# Teks yang Diberikan
========================

Sebuah serial di Netflix mengangkat genre drama thriller psikologis berjudul Ratched yang dibintangi artis Hollywood Sarah Paulson. Berlatar di sebuah institusi psikiatri pada 1957, serial ini menampilkan penggambaran perawatan medis yang akan membuat penontonnya merasa tak nyaman. Namun, pada masa tersebut pengobatan kejiwaan yang ditampilkan memang umum dilakukan.
Ada salah satu pengobatan ekstrem yang memarik perhatian penonton yaitu metode pengobatan Lobotomy yang mengklaim dapat menyembuhkan gangguan jiwa seperti skizofrenia, depresi gangguan biopolar dan PTSD dan sebagainya. Lobotomy ternyata praktik yang cukup marak dilakukan sejak 1935 hingga 1980-an.
Baca juga: Jangan Salah, Orang dengan Gangguan Jiwa Sangat Rentan Terpapar Covid-19
Bagaimana Prosedur Lobotomy?
Pada awal penerapan lobotomy, tengkorak pasien di bagian depan akan dilubangi. Dari lubang tersebut, dokter menyuntikkan cairan etanol untuk menghancurkan serat-serat dalam lobus prefrontal. Serat-serat inilah yang menghubungkan lobus prefrontal dengan bagian otak lainnya.
Kemudian, prosedur ini diperbarui dengan cara merusak bagian depan otak dengan kawat besi. Kawat ini juga dimasukkan lewat lubang dari tengkorak.
Seolah kedua cara tersebut belum cukup sadis, Walter Freeman menciptakan metode baru yang lebih kontroversial. Tanpa melubangi tengkorak, Walter akan mengiris bagian depan otak dengan alat khusus seperti obeng dengan ujung besi yang sangat runcing.
Baca juga: Tips Menimalisir Stres pada Ibu Rumah Tangga
Alat tersebut dimasukkan lewat rongga mata pasien. Pasien tidak dibius dengan obat, melainkan disengat dengan gelombang listrik khusus agar pasien tak sadarkan diri.
Efek Samping Lobotomy
Mengutip dalam Britannica, banyak pasien yang menunjukkan efek, seperti apatis, pasif, kurang inisiatif, kemampuan berkonsentrasi yang buruk, dan umumnya penurunan kedalaman dan intensitas respons emosional mereka terhadap kehidupan.
Beberapa pasien bahkan meninggal akibat prosedur tersebut. Efek samping jangka panjang lobotomi adalah kekosongan mental yang berarti orang tidak bisa menjalani hidup mereka secara mandiri lagi. Selain itu, mereka juga kehilangan kepribadian mereka.

========================

Data yang dikumpulkan
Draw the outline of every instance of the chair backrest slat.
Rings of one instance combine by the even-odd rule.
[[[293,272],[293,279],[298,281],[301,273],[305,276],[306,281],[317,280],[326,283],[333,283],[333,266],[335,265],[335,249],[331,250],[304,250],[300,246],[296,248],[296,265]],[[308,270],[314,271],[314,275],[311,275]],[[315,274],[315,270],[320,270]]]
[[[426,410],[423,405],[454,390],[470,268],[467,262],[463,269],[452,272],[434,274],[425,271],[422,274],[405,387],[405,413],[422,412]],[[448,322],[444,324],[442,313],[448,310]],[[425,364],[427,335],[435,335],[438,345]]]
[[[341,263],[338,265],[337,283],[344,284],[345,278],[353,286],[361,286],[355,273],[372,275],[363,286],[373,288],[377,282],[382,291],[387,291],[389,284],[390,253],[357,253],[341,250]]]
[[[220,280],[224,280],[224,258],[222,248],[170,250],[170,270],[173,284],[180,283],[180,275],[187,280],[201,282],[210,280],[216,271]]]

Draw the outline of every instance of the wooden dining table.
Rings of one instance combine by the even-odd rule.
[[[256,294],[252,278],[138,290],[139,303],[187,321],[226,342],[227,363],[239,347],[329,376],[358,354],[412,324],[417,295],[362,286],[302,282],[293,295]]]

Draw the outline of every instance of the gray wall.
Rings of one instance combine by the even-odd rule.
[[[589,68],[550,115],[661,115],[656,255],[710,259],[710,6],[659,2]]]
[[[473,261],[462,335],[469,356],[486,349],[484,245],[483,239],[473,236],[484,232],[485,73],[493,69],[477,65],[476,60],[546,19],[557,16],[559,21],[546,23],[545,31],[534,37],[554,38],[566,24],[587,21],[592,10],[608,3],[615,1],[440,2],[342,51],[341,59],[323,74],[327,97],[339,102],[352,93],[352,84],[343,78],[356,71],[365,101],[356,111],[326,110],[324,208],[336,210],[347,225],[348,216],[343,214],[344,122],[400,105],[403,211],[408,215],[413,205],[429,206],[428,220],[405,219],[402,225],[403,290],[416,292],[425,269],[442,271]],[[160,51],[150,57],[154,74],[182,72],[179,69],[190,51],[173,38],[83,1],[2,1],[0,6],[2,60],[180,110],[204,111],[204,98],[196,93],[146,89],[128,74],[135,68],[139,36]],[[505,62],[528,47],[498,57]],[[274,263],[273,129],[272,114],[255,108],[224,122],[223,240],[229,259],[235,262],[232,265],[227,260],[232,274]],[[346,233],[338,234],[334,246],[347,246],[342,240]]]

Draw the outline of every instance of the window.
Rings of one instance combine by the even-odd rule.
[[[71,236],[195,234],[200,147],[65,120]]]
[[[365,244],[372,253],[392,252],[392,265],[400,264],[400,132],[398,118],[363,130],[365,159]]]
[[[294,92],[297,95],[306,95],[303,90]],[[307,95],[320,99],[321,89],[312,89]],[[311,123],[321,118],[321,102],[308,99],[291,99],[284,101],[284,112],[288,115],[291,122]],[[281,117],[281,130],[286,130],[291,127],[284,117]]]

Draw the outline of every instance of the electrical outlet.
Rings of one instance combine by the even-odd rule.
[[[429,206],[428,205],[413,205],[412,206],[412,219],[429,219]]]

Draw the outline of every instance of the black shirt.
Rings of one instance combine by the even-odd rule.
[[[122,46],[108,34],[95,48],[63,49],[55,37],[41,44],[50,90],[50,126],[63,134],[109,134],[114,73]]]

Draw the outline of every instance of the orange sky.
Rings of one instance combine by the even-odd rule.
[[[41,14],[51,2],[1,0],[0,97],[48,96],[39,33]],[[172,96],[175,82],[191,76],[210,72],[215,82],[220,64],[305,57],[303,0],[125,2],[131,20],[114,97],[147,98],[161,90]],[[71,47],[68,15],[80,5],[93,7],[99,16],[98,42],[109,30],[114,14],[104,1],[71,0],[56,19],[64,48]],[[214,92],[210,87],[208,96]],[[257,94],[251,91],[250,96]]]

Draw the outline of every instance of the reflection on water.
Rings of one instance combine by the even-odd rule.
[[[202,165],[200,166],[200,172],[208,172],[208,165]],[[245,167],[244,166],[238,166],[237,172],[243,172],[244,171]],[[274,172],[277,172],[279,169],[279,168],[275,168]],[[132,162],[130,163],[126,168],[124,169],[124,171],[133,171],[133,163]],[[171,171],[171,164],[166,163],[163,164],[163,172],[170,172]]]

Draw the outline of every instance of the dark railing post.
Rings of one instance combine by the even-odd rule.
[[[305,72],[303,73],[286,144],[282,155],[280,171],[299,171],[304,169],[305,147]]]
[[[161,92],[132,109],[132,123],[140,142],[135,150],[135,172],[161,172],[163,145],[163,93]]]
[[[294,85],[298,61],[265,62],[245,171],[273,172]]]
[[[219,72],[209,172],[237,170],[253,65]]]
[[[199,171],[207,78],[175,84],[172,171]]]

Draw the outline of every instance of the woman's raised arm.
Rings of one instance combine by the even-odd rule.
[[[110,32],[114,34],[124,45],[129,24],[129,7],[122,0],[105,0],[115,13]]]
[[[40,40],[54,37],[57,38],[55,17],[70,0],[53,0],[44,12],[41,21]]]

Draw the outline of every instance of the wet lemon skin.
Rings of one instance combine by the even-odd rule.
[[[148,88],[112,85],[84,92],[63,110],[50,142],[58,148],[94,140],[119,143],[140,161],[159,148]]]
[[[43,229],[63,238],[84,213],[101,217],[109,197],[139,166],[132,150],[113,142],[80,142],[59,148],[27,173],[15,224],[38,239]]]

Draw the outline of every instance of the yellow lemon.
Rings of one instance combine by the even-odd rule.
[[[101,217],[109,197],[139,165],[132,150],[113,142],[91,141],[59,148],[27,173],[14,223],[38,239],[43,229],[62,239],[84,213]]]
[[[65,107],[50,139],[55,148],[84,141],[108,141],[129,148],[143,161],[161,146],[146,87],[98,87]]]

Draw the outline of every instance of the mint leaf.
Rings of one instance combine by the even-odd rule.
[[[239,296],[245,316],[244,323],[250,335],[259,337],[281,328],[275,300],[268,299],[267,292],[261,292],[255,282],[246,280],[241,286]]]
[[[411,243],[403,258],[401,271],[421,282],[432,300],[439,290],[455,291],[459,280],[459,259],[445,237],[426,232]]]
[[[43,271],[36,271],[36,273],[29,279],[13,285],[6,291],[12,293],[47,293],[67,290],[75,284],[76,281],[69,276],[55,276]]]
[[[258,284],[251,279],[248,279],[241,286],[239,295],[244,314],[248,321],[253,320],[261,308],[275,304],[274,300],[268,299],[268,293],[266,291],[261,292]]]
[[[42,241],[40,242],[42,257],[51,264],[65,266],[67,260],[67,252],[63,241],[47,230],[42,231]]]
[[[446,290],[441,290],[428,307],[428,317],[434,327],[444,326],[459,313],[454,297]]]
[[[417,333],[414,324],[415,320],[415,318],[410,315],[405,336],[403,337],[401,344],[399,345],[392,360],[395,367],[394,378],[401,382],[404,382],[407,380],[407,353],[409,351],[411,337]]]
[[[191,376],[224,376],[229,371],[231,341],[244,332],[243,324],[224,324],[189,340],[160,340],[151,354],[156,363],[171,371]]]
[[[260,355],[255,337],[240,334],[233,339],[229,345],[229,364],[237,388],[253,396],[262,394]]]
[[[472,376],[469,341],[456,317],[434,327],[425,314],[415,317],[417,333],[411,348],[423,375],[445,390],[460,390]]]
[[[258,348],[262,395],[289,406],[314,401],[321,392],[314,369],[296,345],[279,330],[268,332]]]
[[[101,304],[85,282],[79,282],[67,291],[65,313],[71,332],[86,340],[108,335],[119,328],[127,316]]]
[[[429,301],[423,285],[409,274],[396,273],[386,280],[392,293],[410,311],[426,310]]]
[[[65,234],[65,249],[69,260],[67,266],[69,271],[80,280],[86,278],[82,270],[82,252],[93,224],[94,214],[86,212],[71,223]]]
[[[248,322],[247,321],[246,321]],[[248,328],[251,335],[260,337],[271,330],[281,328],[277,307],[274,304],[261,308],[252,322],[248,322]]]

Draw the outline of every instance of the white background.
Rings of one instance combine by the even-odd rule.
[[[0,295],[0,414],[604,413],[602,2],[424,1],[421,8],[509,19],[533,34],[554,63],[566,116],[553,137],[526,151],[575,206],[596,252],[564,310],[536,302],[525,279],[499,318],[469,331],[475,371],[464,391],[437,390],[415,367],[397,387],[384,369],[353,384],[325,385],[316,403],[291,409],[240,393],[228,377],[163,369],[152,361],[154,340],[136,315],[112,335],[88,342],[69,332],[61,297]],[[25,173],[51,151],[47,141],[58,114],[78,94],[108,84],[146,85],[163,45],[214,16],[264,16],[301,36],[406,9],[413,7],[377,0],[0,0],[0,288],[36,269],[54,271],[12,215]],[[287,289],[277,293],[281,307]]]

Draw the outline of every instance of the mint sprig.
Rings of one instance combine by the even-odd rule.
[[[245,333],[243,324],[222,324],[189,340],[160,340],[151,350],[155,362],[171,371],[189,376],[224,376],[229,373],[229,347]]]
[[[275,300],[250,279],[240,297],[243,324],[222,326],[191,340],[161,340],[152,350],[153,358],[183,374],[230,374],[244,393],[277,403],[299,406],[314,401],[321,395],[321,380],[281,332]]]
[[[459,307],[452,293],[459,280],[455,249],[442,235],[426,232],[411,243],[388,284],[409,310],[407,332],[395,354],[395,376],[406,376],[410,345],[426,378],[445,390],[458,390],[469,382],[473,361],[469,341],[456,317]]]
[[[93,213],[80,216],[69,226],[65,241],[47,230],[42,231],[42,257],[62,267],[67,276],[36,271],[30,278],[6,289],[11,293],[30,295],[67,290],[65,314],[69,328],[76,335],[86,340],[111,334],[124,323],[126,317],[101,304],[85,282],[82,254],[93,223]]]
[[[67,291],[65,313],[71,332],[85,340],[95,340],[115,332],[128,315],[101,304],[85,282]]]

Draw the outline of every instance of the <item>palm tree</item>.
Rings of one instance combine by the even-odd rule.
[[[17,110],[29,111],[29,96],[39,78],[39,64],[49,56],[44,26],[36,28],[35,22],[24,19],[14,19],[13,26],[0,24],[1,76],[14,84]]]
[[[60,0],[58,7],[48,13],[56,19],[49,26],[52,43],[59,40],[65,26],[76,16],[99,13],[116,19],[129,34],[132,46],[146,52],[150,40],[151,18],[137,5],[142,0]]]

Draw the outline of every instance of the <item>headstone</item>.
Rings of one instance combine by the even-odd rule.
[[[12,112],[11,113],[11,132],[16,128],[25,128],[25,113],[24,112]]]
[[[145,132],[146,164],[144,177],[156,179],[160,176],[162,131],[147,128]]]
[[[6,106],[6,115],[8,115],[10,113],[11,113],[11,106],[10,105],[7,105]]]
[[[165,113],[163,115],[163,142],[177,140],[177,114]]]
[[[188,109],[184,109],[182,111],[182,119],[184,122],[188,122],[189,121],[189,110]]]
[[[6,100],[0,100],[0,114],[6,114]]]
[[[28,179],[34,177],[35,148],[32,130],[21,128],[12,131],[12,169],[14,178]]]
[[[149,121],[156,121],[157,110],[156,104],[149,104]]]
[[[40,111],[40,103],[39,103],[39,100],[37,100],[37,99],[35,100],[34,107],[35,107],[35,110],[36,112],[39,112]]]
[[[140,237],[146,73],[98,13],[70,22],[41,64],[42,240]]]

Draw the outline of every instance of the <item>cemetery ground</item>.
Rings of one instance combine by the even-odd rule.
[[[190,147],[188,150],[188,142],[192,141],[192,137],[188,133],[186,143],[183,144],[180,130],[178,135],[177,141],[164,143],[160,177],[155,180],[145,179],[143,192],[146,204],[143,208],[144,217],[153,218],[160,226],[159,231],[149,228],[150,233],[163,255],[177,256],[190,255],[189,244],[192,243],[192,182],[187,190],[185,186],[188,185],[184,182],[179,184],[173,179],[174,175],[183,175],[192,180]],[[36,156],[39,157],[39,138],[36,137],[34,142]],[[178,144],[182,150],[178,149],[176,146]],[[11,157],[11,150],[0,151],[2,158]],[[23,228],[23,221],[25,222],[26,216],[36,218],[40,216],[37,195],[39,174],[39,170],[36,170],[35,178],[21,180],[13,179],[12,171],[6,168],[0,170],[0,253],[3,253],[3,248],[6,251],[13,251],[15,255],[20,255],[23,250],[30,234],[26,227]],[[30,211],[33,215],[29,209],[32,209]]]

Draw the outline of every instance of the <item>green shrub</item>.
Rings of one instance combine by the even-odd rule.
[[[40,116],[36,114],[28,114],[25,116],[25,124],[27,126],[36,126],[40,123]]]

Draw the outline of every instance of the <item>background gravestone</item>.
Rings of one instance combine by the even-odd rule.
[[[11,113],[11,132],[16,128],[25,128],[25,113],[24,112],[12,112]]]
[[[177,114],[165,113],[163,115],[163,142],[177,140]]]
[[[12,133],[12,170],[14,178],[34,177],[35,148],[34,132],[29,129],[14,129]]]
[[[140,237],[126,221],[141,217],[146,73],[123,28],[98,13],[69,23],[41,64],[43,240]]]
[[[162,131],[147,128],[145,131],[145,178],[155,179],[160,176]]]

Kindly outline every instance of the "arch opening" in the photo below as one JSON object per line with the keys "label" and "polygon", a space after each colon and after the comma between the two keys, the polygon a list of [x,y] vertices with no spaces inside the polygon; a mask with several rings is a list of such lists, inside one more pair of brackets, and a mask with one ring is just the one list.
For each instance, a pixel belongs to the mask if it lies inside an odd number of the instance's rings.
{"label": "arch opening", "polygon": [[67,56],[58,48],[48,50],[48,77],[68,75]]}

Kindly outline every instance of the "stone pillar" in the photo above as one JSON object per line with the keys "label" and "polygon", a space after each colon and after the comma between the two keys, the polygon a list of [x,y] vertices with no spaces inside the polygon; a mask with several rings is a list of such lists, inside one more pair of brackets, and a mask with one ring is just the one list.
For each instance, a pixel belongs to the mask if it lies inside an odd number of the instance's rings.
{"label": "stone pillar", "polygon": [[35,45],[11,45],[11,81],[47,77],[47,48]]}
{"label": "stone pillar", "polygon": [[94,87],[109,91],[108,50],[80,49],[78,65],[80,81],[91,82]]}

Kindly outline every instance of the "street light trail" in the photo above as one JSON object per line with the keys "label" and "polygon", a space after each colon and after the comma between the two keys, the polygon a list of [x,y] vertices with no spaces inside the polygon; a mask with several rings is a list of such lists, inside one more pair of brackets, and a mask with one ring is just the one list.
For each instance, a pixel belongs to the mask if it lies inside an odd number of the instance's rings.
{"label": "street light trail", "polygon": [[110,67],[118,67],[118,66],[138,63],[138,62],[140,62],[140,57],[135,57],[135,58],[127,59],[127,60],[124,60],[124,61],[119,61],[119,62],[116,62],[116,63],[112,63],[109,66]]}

========================

# Latihan
Jawablah pertanyaan berikut berdasarkan teks tentang lobotomi.
1. Pada tahun berapa latar institusi psikiatri dalam serial Ratched?
2. Cairan apa yang disuntikkan dokter pada awal penerapan lobotomi?
3. Lewat mana alat dalam metode Walter Freeman dimasukkan ke tubuh pasien?

# Hasil di Bawah
1. 1957
2. Etanol
3. Lewat rongga mata pasien